» **Stated exercise**
Count how many lines in the items below contain the string "wheel", matching case exactly. Reply with the number alone.

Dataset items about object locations
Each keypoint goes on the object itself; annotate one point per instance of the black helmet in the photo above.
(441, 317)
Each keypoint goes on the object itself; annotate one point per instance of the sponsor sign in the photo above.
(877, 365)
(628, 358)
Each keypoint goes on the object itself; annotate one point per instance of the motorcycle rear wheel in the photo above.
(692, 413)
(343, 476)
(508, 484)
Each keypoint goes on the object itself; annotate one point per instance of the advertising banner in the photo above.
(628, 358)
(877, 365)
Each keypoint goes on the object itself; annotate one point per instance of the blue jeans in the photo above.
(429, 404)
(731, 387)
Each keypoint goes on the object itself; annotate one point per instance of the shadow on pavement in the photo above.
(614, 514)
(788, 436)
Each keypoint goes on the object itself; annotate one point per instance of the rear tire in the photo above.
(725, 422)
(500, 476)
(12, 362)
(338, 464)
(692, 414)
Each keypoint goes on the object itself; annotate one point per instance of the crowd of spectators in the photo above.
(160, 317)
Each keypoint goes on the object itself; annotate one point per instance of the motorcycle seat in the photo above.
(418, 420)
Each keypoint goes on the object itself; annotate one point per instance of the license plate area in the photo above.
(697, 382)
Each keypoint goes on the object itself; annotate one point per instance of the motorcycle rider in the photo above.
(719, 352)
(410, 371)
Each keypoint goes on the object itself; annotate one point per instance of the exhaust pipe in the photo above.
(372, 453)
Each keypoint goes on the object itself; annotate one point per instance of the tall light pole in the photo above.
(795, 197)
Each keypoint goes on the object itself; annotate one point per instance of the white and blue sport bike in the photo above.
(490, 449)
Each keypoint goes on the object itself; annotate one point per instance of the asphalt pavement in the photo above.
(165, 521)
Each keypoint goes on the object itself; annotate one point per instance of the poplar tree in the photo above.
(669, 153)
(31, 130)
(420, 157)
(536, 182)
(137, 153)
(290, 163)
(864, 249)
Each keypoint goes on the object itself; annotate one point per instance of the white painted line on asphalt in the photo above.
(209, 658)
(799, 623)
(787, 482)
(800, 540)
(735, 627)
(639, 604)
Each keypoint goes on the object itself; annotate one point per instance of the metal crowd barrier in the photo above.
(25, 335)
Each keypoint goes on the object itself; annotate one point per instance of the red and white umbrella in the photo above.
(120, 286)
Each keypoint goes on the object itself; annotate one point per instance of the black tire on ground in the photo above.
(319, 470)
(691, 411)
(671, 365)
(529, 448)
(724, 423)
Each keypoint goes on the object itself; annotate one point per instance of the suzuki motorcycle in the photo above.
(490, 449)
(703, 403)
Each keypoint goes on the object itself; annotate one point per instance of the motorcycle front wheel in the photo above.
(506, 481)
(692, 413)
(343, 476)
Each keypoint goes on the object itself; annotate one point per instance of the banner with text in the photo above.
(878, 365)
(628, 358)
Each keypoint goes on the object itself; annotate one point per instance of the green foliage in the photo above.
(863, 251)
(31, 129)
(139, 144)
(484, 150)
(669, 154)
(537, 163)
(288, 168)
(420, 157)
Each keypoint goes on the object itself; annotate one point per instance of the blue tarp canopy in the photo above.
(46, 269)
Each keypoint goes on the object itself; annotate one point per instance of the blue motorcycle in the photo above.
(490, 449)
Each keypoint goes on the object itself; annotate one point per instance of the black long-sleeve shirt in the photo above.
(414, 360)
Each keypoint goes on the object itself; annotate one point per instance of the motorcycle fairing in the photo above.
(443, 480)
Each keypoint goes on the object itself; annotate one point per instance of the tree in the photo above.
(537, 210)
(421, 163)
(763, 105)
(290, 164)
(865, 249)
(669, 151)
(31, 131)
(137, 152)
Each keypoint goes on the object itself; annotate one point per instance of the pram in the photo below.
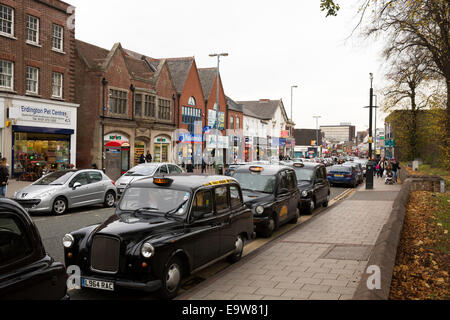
(389, 178)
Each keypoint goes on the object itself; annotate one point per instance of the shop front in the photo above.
(42, 135)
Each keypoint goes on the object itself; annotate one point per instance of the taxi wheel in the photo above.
(110, 198)
(295, 219)
(171, 279)
(59, 206)
(239, 248)
(269, 228)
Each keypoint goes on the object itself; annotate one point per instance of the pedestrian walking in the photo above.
(4, 176)
(395, 168)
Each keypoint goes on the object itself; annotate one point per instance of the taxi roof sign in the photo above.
(162, 181)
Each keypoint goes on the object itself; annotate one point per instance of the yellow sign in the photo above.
(217, 182)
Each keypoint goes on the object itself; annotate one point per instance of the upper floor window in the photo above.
(192, 102)
(6, 20)
(6, 74)
(33, 29)
(57, 84)
(117, 101)
(164, 109)
(58, 38)
(32, 80)
(149, 106)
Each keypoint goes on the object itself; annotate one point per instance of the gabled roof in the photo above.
(179, 69)
(207, 78)
(93, 56)
(233, 105)
(263, 109)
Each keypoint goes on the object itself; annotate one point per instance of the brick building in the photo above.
(38, 116)
(138, 96)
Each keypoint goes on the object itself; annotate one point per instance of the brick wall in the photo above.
(42, 56)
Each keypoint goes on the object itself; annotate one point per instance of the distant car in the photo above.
(272, 194)
(27, 272)
(313, 185)
(62, 190)
(163, 230)
(342, 174)
(146, 170)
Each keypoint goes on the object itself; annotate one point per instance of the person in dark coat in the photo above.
(148, 157)
(142, 158)
(4, 175)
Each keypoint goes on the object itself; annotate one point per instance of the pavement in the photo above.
(321, 259)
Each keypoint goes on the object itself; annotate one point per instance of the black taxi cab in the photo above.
(271, 192)
(164, 229)
(27, 272)
(313, 185)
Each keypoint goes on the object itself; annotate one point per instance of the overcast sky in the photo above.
(272, 45)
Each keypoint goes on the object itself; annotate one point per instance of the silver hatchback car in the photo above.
(61, 190)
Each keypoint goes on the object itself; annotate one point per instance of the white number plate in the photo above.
(102, 285)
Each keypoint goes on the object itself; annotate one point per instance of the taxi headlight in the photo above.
(259, 209)
(68, 241)
(147, 250)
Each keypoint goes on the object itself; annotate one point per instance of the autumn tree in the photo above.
(410, 90)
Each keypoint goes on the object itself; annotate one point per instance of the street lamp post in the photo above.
(218, 55)
(317, 130)
(292, 87)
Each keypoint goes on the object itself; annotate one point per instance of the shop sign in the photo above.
(161, 140)
(284, 133)
(40, 114)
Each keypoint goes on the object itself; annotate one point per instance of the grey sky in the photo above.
(271, 44)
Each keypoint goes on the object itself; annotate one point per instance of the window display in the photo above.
(37, 153)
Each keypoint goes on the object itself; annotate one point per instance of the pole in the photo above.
(370, 115)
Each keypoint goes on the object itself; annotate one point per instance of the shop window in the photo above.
(35, 153)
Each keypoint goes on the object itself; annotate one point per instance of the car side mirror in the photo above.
(76, 185)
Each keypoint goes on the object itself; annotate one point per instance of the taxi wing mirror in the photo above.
(76, 185)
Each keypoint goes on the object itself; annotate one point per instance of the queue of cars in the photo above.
(168, 225)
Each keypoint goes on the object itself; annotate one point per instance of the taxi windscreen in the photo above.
(255, 182)
(304, 174)
(156, 200)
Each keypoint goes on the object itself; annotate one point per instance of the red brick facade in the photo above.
(41, 55)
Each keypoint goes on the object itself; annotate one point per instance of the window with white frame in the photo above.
(32, 29)
(6, 20)
(32, 80)
(57, 84)
(58, 38)
(6, 74)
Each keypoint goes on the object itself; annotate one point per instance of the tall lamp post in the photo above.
(217, 107)
(317, 130)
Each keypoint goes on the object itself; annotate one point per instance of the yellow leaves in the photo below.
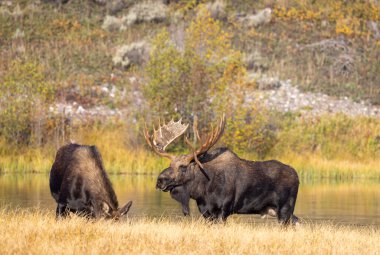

» **Problem solution**
3